▶ Excerpts from a dataset:
BEGIN
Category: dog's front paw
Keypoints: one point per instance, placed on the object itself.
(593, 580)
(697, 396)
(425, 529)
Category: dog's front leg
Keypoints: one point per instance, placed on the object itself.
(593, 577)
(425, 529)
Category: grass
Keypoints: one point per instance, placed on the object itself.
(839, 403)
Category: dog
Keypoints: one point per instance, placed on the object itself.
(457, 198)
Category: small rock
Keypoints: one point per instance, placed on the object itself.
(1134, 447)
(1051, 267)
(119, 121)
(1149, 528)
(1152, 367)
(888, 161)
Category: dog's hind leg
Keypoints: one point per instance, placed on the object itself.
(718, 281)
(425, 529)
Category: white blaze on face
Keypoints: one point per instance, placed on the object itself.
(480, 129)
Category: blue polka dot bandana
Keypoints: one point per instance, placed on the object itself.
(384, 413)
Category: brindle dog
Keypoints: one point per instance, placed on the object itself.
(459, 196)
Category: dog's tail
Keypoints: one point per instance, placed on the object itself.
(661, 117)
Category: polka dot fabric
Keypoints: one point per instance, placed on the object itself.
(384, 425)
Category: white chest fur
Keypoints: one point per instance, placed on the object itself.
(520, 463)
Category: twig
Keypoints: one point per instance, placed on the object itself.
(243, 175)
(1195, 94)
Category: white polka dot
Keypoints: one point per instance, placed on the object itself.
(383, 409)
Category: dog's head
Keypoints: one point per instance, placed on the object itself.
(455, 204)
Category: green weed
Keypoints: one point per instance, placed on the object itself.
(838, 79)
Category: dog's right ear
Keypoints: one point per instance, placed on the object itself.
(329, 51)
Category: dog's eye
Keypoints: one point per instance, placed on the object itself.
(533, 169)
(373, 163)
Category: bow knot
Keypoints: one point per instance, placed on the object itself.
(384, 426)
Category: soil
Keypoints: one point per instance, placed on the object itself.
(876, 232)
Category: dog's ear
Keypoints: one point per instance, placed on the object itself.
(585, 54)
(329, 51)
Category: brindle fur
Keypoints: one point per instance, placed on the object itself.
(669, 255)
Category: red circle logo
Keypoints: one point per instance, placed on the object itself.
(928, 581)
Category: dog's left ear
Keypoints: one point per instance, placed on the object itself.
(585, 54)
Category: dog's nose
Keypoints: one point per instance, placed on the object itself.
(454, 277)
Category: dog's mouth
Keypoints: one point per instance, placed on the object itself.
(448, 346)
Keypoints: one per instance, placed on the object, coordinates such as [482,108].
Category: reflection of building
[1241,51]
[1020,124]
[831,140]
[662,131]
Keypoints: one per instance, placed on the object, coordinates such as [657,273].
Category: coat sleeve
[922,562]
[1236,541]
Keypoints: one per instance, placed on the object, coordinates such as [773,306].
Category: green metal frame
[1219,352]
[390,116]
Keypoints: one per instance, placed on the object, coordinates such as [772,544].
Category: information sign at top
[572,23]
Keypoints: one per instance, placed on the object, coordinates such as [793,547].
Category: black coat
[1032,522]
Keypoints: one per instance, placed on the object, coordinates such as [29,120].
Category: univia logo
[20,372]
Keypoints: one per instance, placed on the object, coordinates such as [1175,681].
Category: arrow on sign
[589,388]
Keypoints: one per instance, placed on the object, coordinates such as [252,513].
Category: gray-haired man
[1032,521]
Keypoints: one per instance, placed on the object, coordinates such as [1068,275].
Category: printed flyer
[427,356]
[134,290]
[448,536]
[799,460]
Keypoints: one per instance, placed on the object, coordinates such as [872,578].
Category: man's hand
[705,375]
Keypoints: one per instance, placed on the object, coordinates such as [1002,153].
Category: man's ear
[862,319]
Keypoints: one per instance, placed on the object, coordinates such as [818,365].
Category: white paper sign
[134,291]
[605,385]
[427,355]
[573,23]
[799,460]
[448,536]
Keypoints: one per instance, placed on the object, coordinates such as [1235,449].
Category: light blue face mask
END
▶ PROBLEM TO SOLVE: An exact copy of all the entries above is what is needed.

▶ ANSWER BELOW:
Category: dog's front paw
Keypoints: one point per instance, placed on the object itself.
(593, 580)
(697, 396)
(425, 529)
Category: dog's front leg
Keypoints: one point per instance, placed on the object itself.
(593, 577)
(425, 529)
Category: grass
Keypoints: one point per instance, placed on the object itself.
(839, 403)
Category: dog
Keypoints: one point per instance, placed on the object itself.
(457, 198)
Category: small rock
Keypoints: one point per instance, placed on the object itself.
(1134, 447)
(1051, 267)
(119, 121)
(1149, 528)
(1152, 367)
(888, 161)
Category: dog's hind leg
Keypoints: one point per instance, placed on the object itself.
(718, 281)
(425, 529)
Category: white blaze on face
Keypoints: one point per instance, placed on the object itself.
(480, 129)
Category: blue polka dot bandana
Keypoints: one point per instance, placed on the object itself.
(384, 413)
Category: brindle dog
Keypoints: one point per instance, placed on the object itself.
(459, 196)
Category: dog's tail
Keypoints: one point per instance, placed on the object itself.
(661, 117)
Category: polka dot fabric
Keypoints: one point per instance, placed on the object itself.
(384, 425)
Category: white chest fur
Keypoints: one point per instance, placed on the object itself.
(520, 463)
Category: twig
Keypoints: one point per instance, placed on the object itself.
(243, 175)
(1195, 94)
Category: white polka dot
Keypoints: one point per instance, placed on the object itself.
(383, 409)
Category: dog's head
Keypoints: one point per instance, placed on the object itself.
(455, 204)
Category: green weed
Keypoints: one point per instance, placed on the object itself.
(838, 79)
Category: dog's right ear
Keypoints: one point per instance, placed on the object itself.
(329, 51)
Category: dog's eye
Keypoints: one point per instance, placed on the object itself.
(533, 169)
(373, 163)
Category: bow knot
Keypoints: one point per instance, placed on the object itself.
(384, 426)
Category: soil
Keypoints: one point per instance, placed on the object itself.
(876, 232)
Category: dog's ear
Keypoints: one point per instance, placed on the object itself.
(585, 54)
(329, 51)
Category: brindle fur
Keypoints: one point per instance, placed on the object itself.
(669, 255)
Category: red circle logo
Keypoints: one point per instance, placed on the object itself.
(928, 581)
Category: dog's left ear
Keypoints: one point per instance, placed on the object itself.
(585, 54)
Category: dog's nose
Keypoints: one point per instance, placed on the object itself.
(454, 277)
Category: dog's mouth
Keypoints: one point per instance, placed on the object itself.
(448, 346)
Keypoints: one per instance, placed on the object, coordinates such as [482,108].
Category: reflection of building
[1241,51]
[1020,124]
[831,140]
[662,131]
Keypoints: one per instance, placed on the object, coordinates such as [657,273].
Category: coat sleeve
[922,562]
[1236,541]
Keypoints: one per instance, placed on the object, coordinates such as [773,306].
Category: green metal frame
[1219,352]
[390,116]
Keypoints: one per instance, placed on the object, coordinates such as [772,544].
Category: information sign at top
[572,23]
Keypoints: one per instance, placed on the object, coordinates such as [793,547].
Category: black coat
[1032,522]
Keypoints: one per instance, placed on the object, coordinates such as [29,120].
Category: univia logo
[20,372]
Keypoints: one per instance, placed on the object, coordinates such as [1175,681].
Category: arrow on sign
[589,388]
Keypoints: one per instance, placed on the object, coordinates such as [252,513].
Category: gray-haired man
[1032,521]
Keypoints: one per instance, placed on the object, coordinates such as [1068,275].
Category: printed flyer
[427,356]
[134,290]
[448,536]
[799,460]
Keypoints: one per instance, placed on the object, coordinates such as [872,578].
Category: man's hand
[705,375]
Keypoints: one per instance, placed on the object, coordinates such as [1002,153].
Category: man's ear
[862,319]
Keypoints: one per instance, placed on the object, coordinates such as [818,365].
Category: white paper sign
[134,291]
[605,385]
[427,355]
[573,23]
[799,460]
[448,536]
Keypoints: one per instance, placed on the object, coordinates such as [1235,449].
Category: light blue face mask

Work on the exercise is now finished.